> **PROBLEM**: Rescale the rows below by writing out every line again, requests included, with each point coordinate in the answers multiplied by 2.1 and rounded to a whole number, halves going up. Leave the pictures out of your reply.

> **INPUT ROWS**:
######
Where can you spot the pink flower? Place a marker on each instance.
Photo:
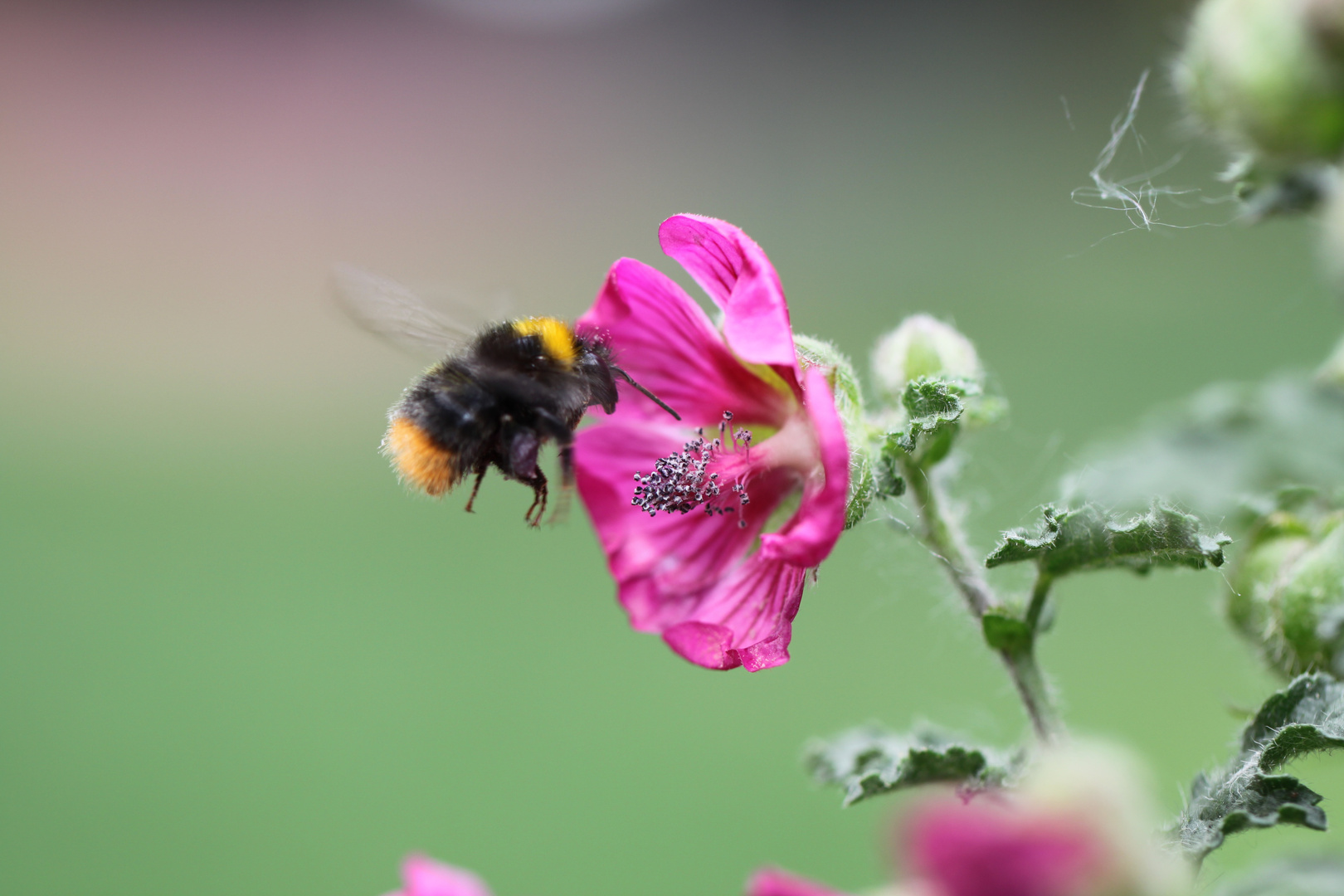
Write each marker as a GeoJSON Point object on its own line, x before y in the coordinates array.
{"type": "Point", "coordinates": [427, 878]}
{"type": "Point", "coordinates": [986, 848]}
{"type": "Point", "coordinates": [680, 508]}
{"type": "Point", "coordinates": [1077, 825]}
######
> **RESPONSE**:
Where can you spot the pink flower? Place a marker on each instance.
Photo:
Write each marker as a GeoJSON Point object on its own line, x before y in the coordinates array.
{"type": "Point", "coordinates": [897, 1844]}
{"type": "Point", "coordinates": [2071, 1781]}
{"type": "Point", "coordinates": [1428, 1067]}
{"type": "Point", "coordinates": [2262, 1733]}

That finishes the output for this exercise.